**WORK INSTRUCTIONS**
Update the lines that begin with the one containing "of the gravel" and end after the one containing "[[326, 137]]", replacing "gravel" with "stone" and leaving everything else unchanged. Give only those lines.

[Records of labeled points]
-*-*-
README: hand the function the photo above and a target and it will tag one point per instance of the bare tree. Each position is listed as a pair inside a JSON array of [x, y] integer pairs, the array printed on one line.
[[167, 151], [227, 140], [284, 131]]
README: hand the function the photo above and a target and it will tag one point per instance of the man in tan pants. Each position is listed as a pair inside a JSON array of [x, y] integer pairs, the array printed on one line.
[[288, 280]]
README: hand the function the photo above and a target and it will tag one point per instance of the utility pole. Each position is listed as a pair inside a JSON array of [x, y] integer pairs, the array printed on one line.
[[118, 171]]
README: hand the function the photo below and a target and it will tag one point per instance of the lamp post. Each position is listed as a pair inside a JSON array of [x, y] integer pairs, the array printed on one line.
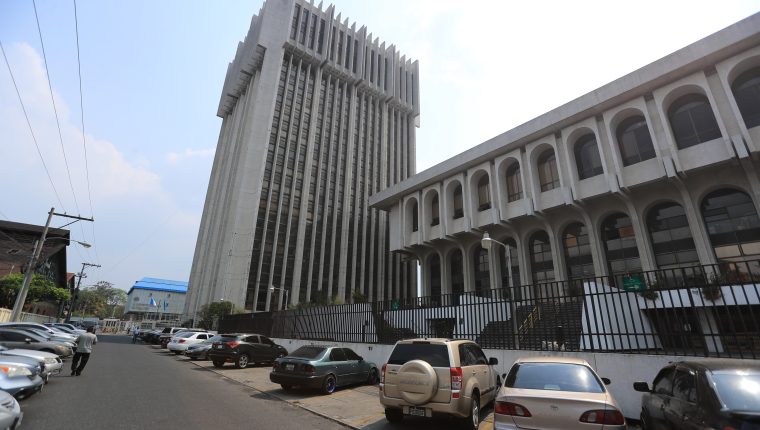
[[272, 288], [486, 242]]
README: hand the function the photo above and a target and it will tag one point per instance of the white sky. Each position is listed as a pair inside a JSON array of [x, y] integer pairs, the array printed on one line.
[[153, 71]]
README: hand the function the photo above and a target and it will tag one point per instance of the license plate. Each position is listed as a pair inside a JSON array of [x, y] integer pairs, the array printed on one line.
[[417, 412]]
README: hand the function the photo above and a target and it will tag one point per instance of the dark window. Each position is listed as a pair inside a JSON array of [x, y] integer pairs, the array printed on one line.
[[484, 196], [578, 258], [746, 90], [310, 352], [541, 262], [620, 245], [548, 176], [436, 355], [554, 377], [514, 183], [587, 158], [671, 238], [458, 202], [634, 141], [434, 211], [733, 225], [692, 121], [337, 354]]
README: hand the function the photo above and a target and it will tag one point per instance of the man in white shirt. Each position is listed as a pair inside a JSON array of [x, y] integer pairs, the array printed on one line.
[[84, 349]]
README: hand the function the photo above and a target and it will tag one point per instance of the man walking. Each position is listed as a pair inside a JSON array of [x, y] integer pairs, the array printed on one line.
[[84, 348]]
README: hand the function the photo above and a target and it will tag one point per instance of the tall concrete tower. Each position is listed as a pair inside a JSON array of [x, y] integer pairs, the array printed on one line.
[[318, 115]]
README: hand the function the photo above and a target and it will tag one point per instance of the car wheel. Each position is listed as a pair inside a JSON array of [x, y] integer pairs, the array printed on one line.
[[372, 378], [394, 415], [242, 361], [329, 385], [472, 421]]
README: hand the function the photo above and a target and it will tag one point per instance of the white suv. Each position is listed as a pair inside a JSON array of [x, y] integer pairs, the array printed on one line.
[[427, 377]]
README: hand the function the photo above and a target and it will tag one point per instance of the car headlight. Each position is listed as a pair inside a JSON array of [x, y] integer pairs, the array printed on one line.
[[12, 371]]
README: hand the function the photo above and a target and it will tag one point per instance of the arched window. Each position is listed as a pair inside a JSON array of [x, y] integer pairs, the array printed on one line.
[[746, 89], [692, 121], [484, 195], [587, 158], [482, 273], [578, 258], [514, 184], [620, 246], [541, 262], [458, 202], [548, 176], [634, 140], [415, 217], [671, 238], [434, 211], [733, 225]]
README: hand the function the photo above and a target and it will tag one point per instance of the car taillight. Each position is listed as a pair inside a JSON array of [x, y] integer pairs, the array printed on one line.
[[456, 382], [601, 416], [509, 408]]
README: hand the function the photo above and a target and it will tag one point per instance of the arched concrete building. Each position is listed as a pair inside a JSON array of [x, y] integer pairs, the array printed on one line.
[[656, 170]]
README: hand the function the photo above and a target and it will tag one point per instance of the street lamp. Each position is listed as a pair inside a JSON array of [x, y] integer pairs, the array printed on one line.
[[272, 288], [21, 297], [486, 242]]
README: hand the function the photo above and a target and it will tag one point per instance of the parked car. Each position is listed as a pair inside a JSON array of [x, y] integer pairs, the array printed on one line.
[[323, 367], [199, 351], [10, 412], [242, 349], [697, 395], [12, 338], [52, 363], [184, 339], [426, 377], [555, 392]]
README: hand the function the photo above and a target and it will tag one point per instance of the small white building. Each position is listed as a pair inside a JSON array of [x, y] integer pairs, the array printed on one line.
[[156, 299]]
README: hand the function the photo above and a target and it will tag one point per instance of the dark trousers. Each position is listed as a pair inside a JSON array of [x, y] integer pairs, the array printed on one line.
[[81, 359]]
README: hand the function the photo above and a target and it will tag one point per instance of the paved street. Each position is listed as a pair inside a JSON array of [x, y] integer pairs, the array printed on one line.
[[129, 386]]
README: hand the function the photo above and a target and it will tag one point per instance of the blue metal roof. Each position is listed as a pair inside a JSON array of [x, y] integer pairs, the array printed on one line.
[[155, 284]]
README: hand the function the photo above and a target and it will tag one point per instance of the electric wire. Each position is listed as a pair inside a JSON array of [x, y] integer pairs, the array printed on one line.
[[31, 130], [55, 109]]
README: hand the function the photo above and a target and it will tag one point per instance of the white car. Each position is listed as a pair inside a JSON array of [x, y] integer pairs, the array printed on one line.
[[182, 340]]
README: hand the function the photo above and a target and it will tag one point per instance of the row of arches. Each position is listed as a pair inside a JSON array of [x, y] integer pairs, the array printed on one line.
[[729, 216], [691, 119]]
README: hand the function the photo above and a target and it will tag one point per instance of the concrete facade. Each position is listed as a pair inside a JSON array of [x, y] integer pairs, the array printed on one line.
[[317, 115], [559, 219]]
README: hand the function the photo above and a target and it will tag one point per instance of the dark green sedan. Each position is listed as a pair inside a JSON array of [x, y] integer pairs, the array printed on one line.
[[323, 367]]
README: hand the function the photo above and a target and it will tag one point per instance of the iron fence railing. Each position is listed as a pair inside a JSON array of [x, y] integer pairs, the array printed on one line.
[[708, 310]]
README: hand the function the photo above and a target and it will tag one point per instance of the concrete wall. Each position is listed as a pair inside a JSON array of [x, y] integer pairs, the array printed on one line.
[[622, 369]]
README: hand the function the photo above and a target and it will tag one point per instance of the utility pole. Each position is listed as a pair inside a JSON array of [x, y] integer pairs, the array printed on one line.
[[38, 245], [75, 291]]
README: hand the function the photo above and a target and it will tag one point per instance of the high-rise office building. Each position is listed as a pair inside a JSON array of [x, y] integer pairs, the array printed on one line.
[[317, 116]]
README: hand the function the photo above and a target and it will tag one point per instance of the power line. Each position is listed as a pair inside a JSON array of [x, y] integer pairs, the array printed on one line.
[[31, 130], [55, 110]]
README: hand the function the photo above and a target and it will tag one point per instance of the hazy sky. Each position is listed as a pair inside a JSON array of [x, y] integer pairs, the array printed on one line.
[[152, 72]]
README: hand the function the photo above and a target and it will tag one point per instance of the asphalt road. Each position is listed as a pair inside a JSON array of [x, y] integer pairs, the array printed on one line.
[[126, 386]]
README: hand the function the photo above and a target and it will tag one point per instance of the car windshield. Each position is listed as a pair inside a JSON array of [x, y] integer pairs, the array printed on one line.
[[738, 390], [309, 352], [554, 376], [436, 355]]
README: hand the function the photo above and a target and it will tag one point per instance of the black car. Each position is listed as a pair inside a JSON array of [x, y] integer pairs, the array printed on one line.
[[715, 394], [242, 349]]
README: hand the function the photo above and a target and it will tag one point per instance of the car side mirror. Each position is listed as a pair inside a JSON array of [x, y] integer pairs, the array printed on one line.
[[641, 387]]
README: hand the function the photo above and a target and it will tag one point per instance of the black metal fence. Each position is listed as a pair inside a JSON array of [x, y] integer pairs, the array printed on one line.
[[709, 310]]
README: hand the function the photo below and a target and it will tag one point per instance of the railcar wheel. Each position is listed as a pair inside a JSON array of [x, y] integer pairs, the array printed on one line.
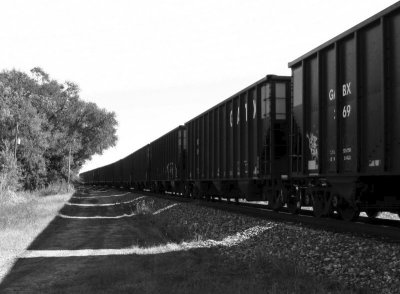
[[347, 212], [294, 203], [372, 212], [320, 205], [275, 200]]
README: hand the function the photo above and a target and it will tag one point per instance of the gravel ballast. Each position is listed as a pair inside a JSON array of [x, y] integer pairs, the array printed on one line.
[[359, 263]]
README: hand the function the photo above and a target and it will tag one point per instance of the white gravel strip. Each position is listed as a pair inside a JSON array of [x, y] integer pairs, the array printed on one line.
[[165, 208], [96, 216], [171, 247], [104, 204], [104, 196]]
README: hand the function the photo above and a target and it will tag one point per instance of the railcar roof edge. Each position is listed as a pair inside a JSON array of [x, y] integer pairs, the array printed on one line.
[[266, 78], [350, 31]]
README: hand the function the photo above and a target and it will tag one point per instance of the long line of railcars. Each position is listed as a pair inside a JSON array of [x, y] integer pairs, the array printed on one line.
[[326, 137]]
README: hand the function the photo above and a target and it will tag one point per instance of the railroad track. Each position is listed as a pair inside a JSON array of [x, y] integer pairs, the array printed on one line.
[[382, 229]]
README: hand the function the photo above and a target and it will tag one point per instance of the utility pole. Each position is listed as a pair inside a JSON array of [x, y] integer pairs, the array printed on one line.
[[69, 166], [16, 142]]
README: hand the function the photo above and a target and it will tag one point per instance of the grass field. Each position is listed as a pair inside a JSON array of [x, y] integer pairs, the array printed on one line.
[[22, 217]]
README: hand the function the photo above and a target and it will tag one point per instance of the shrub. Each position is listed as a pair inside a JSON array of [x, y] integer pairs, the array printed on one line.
[[10, 173]]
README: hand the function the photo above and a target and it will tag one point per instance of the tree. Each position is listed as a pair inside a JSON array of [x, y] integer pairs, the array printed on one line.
[[51, 120]]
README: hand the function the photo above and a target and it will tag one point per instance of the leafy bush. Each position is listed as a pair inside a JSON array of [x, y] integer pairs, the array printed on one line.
[[10, 174]]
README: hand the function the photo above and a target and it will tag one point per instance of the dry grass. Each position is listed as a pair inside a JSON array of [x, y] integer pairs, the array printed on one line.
[[22, 217]]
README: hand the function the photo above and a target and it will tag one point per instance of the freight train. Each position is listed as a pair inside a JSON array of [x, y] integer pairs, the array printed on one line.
[[328, 137]]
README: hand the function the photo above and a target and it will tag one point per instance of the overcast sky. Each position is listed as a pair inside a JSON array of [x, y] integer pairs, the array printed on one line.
[[159, 63]]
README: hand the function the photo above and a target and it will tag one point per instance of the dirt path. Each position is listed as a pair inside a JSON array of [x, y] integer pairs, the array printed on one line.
[[101, 229]]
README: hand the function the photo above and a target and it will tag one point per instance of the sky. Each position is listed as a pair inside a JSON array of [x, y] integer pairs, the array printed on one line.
[[159, 63]]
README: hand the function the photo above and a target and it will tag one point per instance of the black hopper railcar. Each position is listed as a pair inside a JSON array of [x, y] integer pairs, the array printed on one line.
[[326, 137], [240, 147], [346, 127]]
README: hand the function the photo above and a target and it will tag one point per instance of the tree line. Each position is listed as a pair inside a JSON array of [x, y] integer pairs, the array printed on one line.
[[43, 125]]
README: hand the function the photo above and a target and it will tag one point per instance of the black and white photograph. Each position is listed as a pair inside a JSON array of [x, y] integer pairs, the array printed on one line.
[[226, 146]]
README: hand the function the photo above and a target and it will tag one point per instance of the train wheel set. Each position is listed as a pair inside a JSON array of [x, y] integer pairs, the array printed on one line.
[[327, 137]]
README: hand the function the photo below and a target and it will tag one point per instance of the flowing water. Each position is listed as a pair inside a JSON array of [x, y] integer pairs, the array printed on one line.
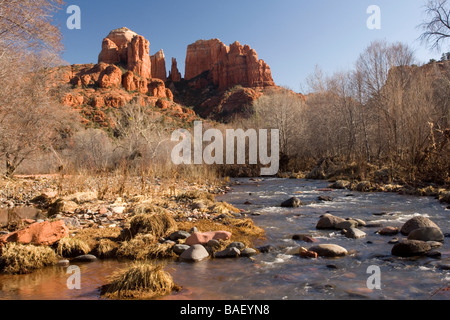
[[275, 275]]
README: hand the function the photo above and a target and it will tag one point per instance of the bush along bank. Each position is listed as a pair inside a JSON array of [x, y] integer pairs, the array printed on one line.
[[189, 226]]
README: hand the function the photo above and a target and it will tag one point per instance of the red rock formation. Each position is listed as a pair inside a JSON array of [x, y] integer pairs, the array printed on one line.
[[229, 66], [158, 61], [174, 74], [45, 233], [111, 77], [123, 46]]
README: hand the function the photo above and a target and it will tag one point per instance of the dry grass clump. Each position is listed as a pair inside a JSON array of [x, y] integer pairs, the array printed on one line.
[[92, 236], [224, 207], [157, 224], [242, 230], [106, 248], [144, 247], [72, 247], [20, 259], [141, 281], [196, 195]]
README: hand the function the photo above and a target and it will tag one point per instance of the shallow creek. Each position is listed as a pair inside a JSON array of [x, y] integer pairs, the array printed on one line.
[[275, 275]]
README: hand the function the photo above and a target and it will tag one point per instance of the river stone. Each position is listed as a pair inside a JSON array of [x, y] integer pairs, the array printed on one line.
[[416, 223], [329, 250], [267, 248], [85, 258], [291, 203], [304, 237], [410, 248], [195, 253], [354, 233], [238, 245], [426, 234], [213, 243], [177, 235], [388, 231], [328, 221], [180, 248], [347, 224], [248, 252], [71, 222], [231, 252]]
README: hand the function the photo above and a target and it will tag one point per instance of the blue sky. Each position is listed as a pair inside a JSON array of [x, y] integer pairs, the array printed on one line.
[[292, 36]]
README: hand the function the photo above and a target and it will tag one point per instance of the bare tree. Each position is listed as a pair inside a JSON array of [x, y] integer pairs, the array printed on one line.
[[283, 111], [437, 29]]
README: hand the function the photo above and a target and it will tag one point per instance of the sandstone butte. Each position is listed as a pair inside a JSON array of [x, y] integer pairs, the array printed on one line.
[[123, 75], [158, 63], [229, 65], [126, 73]]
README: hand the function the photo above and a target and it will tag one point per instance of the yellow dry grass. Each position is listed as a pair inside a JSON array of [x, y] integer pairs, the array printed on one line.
[[140, 281], [21, 259], [158, 224], [72, 247], [144, 247]]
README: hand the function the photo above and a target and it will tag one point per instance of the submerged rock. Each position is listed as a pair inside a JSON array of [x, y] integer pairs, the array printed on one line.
[[416, 223], [354, 233], [426, 234], [231, 252], [85, 258], [329, 250], [410, 248], [195, 253], [328, 221], [291, 203]]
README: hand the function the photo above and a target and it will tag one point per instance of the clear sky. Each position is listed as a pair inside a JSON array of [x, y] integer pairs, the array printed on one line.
[[292, 36]]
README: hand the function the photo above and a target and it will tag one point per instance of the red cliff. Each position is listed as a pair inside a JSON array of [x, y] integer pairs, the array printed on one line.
[[158, 61], [228, 66], [127, 48]]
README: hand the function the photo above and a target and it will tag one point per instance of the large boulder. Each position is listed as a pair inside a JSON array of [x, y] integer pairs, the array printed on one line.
[[410, 248], [328, 221], [426, 234], [291, 203], [205, 237], [329, 250], [129, 49], [228, 66], [195, 253], [416, 223], [158, 61], [44, 233]]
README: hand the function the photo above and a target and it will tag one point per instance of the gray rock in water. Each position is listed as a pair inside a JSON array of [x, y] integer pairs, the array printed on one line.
[[85, 258], [180, 248], [193, 230], [291, 203], [63, 263], [177, 235], [238, 245], [71, 222], [410, 248], [416, 223], [354, 233], [248, 252], [325, 198], [195, 253], [267, 248], [232, 252], [213, 243], [347, 224], [329, 250], [426, 234], [328, 221]]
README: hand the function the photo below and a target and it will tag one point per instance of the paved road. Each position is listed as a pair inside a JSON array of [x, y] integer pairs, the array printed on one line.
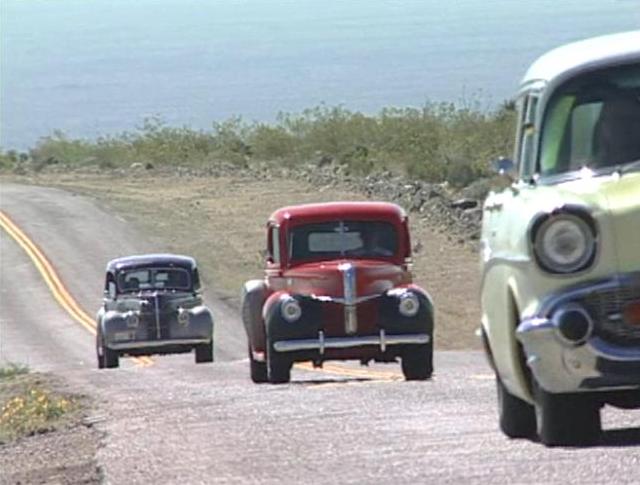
-*-*-
**EXPECTED ANSWER**
README: hand the function the photo above and a target and it will tag one point per instance of the stone ballast. Each position is listed as a pair inside a JSON array of [x, y] integer pairs, the array printed on one line.
[[359, 263]]
README: hand the function the photo above and a target and it will tag one point per instance of the white stone strip. Each position is listed as a pair inside a JSON array of [x, y] integer pairs, the array printed on one line.
[[165, 208], [96, 216], [171, 247], [104, 204], [104, 196]]
README: hand the function the photo above and a target and it will tag one point per instance of the railcar roof edge. Each position is listed as a pair inside a JSON array of [x, y] integer pairs, the array printed on one line.
[[266, 78], [350, 31]]
README: hand the function the photo above and a target and it will tag one point per instance of the long line of railcars. Each position is listed as a pair inside a JSON array of [x, y] integer pairs, the array printed on one line.
[[326, 137]]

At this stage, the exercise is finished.